[Tareas por realizar]
1 – Según la crónica, ¿por qué los refugios construidos con materiales de la naturaleza no debían causarle tanta perplejidad a quien escribe? Responde en una a tres oraciones.
2 – ¿Puedes reescribir el pasaje de la crónica que empieza en "Por Patricia Berdejo, Comunicadora" y termina después de "casi de acróbatas.", cambiando "abuela" por "tía"?

[Texto fuente]
================================

Crónicas Destinos

Palafitos, Ciénaga Grande, Trojas de Cataca, Buenavista, Nueva Venecia

Por Patricia Berdejo, Comunicadora Social-Periodista

Primitivas formas de vida, vistas solo en documentales, en cavernas no tan míticas como las de Platón, pero cavernas al fin y al cabo, me inquietaron siempre, inconcebibles a mi parecer.
Refugios construidos o formados naturalmente por residuos de rocas, madera, ramas, bejucos; bohíos, chozas, iglús o cualquier albergue o guarida cimentados en algún material sabiamente aportado por las benevolencias de madre natura, no debía entrañar tanta perplejidad porque parte de mi infancia transcurrió en una provincia de las riberas del Magdalena donde tomada de la mano de mi abuela solía atravesar un improvisado y endeble puente de tablas que nos exigía una precisión casi de acróbatas.
¿Cómo podría yo observar con asombro a esas comunidades que nos enseñaba a mujeres de piel cobriza, tetas caídas, ojos oblicuos, niños desnudos y barrigones? parodiaría sin sentido el juego de la gallina ciega al ocultar mis genuinos ancestros. Negros, indios, mulatos, zambos, mestizos, culisungos, palenqueros; dueños además de una sabia intuición, dejaron enclavada en mi memoria sus magistrales pócimas y brevajes de hierbasanta y otros bebedizos y afrechos obligados a veces en ayunas, el infalible antídoto: “la curarina”. Tediosas y hostiles jornadas de trenzas y gajos embadurnada de “manteca negra”, inocultables manchones de “violeta de genciana”, inmancables baños de “matarratón” estrujao cuando nos acosaba la varicela, el salpullido o la sabrosita. Insólitos contrastes de las cataplasmas, menjurges de antaño con los avances que supe paladear en otrora: botas ortopédicas para enmendar mi notorio rodillijuntipatiapartao, la muñeca de blondos cabellos que a punta de pilas eveready: “las del gato” nos maravillaba vociferando; la magia de los binoculares, la cámara polaroid capaz de revelarnos fotos al instante, los viajes a Barranquilla atravesando en ferry para las vacunas, y la añorada bicicleta cachona o monareta, esa que a los pocos días de estrenar me robaron; y pese a mi llanto inconsolable y mis súplicas jamás me repusieron.

================================

[Material de trabajo]
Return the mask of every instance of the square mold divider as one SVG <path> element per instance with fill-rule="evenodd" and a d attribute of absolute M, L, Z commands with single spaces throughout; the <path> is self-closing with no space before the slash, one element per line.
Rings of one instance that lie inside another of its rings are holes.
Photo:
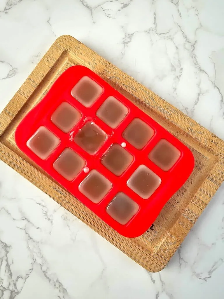
<path fill-rule="evenodd" d="M 16 144 L 15 132 L 21 120 L 60 75 L 77 65 L 96 73 L 193 153 L 195 166 L 190 177 L 165 205 L 151 229 L 149 228 L 137 238 L 122 237 L 106 225 L 56 183 Z M 217 136 L 68 36 L 56 40 L 0 115 L 1 160 L 152 272 L 165 266 L 223 181 L 223 149 L 224 143 Z"/>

================================

[Soluciones]
1 – Porque parte de su infancia transcurrió en una provincia de las riberas del Magdalena. Allí, tomada de la mano de su abuela, solía atravesar un improvisado y endeble puente de tablas que les exigía una precisión casi de acróbatas.

2 –
Por Patricia Berdejo, Comunicadora Social-Periodista

Primitivas formas de vida, vistas solo en documentales, en cavernas no tan míticas como las de Platón, pero cavernas al fin y al cabo, me inquietaron siempre, inconcebibles a mi parecer.
Refugios construidos o formados naturalmente por residuos de rocas, madera, ramas, bejucos; bohíos, chozas, iglús o cualquier albergue o guarida cimentados en algún material sabiamente aportado por las benevolencias de madre natura, no debía entrañar tanta perplejidad porque parte de mi infancia transcurrió en una provincia de las riberas del Magdalena donde tomada de la mano de mi tía solía atravesar un improvisado y endeble puente de tablas que nos exigía una precisión casi de acróbatas.